◆ WHAT YOU WILL DO
Write out again every line from the start of the records through the line containing "[400,239,504,265]", requests included. Raise each coordinate in the answers by 143.

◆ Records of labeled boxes
= = = =
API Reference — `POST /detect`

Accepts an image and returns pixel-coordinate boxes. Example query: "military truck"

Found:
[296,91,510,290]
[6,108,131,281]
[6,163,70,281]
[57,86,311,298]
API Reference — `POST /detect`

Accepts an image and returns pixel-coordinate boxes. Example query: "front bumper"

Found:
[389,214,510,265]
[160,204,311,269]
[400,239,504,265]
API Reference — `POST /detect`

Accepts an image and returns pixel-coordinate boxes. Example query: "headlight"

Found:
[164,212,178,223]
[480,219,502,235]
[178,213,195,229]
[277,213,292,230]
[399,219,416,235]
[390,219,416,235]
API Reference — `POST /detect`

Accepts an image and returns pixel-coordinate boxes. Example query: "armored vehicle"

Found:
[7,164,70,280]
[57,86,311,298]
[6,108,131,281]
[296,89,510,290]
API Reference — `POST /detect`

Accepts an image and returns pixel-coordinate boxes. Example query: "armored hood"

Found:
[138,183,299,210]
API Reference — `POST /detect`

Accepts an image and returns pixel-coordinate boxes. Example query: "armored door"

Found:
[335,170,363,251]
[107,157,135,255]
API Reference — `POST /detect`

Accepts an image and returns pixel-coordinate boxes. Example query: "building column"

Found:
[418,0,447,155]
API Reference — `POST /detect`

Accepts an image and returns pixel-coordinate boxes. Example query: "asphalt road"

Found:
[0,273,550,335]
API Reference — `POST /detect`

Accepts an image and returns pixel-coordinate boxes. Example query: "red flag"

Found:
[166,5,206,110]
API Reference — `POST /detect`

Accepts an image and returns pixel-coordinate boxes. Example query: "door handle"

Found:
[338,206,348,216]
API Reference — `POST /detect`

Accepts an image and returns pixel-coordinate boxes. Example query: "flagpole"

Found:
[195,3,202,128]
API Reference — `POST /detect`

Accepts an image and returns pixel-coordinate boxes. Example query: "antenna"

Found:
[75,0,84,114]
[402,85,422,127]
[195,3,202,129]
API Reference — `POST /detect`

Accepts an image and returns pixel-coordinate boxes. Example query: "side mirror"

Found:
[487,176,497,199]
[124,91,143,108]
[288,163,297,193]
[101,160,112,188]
= = = =
◆ ANSWER FOR THE TASK
API Reference — `POST /detect`

Accepts an image and returns pixel-coordinate boxes. Example query: "military truck"

Found:
[439,234,653,433]
[149,251,274,424]
[149,306,213,424]
[200,229,454,441]
API Reference — `POST /detect`

Accepts an image and returns pixel-coordinate boxes. Example query: "front bumper"

Found:
[532,357,653,408]
[303,347,454,412]
[543,382,647,408]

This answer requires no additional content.